══ GIVEN PASSAGE

Never said about it being unique, just unpleasant. And judging by amount of news about incels hoing crazy, I start to think that it's the people who are successfull at finding a good mate are actual outliers.
About 1.5 years ago I was presented with a bunch of such stories. I felt something fishy about the person that did it (I was right about him, but for completely wrong reason), so I digged around a bit, and found little good: one such miracle fell apart in mere months, another looked like a barely concealed abusive relationship ("You owe me everything" variety), and two were made up whole cloth for self-help/pick-up courses.
Ok, simple question: how do I deal with frustration? Cannot even j/o or watch porno/something with a romatic storyline without a fit of despair and self-hatred half the time. Therapists just play echo chamber with me on this topic - just repeat what the client wants, but word it as a recommendation and pile enough clever words on top to confuse them. Turns out I know enough clever words too and can spot bull**** after a while, but not enough to actually help myself.

════
══ MATERIAL PROVIDED

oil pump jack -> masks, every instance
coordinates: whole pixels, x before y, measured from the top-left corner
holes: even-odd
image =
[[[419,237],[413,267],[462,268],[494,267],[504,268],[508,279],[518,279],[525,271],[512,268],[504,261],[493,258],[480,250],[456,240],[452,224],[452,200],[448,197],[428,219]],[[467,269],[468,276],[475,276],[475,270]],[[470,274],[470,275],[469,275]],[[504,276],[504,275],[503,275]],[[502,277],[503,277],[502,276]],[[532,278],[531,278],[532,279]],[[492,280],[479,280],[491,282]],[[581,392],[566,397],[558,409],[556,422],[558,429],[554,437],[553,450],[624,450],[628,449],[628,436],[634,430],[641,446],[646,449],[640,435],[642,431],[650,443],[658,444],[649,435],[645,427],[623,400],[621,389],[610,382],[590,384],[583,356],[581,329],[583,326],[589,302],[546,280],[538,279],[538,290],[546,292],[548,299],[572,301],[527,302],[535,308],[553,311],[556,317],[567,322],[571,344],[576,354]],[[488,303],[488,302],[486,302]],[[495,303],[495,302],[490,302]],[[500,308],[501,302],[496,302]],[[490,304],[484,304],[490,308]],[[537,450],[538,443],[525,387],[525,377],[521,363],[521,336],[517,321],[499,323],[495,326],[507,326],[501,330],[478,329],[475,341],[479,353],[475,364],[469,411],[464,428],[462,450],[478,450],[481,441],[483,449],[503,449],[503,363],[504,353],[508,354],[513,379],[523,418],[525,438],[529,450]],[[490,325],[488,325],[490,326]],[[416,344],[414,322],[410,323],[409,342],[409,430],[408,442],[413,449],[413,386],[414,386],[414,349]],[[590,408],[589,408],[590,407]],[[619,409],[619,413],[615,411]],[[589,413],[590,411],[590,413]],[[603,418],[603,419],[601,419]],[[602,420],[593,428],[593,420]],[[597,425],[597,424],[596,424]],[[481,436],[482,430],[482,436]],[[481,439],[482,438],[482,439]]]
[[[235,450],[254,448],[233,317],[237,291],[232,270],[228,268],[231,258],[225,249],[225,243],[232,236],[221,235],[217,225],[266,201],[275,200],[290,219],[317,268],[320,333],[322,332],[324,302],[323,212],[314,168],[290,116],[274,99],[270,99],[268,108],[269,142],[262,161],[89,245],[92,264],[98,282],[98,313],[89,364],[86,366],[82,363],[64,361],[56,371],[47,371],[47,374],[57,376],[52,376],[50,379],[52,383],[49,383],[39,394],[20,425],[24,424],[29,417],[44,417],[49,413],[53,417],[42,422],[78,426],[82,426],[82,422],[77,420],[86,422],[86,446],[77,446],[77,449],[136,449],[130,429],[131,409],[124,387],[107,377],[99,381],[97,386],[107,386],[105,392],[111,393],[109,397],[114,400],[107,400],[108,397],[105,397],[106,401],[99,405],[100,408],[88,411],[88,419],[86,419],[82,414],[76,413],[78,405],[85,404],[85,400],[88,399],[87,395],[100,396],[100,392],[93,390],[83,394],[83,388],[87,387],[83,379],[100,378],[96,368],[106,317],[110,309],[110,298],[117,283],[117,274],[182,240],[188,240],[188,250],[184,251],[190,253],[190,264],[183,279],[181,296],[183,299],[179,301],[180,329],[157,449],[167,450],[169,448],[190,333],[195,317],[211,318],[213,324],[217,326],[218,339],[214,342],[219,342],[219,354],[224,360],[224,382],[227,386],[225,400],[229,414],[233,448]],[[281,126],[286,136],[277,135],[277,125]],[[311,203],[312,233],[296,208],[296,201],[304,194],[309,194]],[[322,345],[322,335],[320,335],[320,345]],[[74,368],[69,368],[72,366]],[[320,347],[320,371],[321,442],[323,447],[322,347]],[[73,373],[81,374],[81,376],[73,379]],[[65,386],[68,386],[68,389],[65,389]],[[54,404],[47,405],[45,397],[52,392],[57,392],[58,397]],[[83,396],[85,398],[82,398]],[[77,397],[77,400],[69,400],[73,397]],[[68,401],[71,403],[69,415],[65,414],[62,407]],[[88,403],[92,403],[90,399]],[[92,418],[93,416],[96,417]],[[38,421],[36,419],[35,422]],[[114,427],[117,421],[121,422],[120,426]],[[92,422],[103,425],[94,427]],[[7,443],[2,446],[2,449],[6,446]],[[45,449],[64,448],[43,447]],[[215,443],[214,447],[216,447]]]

════

**WHAT THIS EXERCISE ASKS:**
1. In the forum post about dating frustration, how many of the success stories the writer checked turned out to be made up for self-help or pick-up courses?
2. Carry on the forum post about dating frustration from the point where it stops.

**WRITTEN RESPONSES:**
1. Two of them were made up whole cloth for self-help/pick-up courses.

2.
Also I left it out, mostly out of shame, but I turned desperate for relationship about 3-4 years ago, when most of my other pursuits, which kept me more or less occupied enough to be able to ignore this since puberty, fell apart, turned out to be delusions or just stopped being compelling (I went offline for 4 months just to brood uninterrupted at one point). Hate to admit, but I hoped that finding a date would help me to drag myself out of depression (also, I remembered I'm soon to turn 30 already, and felt cheated of the whole "exploration phase"), but, well, we see how that turned out.
Well, I see your train of thought, but while most of the listed options are usually reasonable to me they sound sort of irrelevant, because they deal with the wrong limiting factor.
Ok, that's a lot to chew. Mostly you just confirmed my thoughts, but at least you're honest here, which is, apparently, a huge rarity in this field.
Thank you.
ADD: Sorry for speech pattern - English not native, and I'm trying to hide behind long sentences.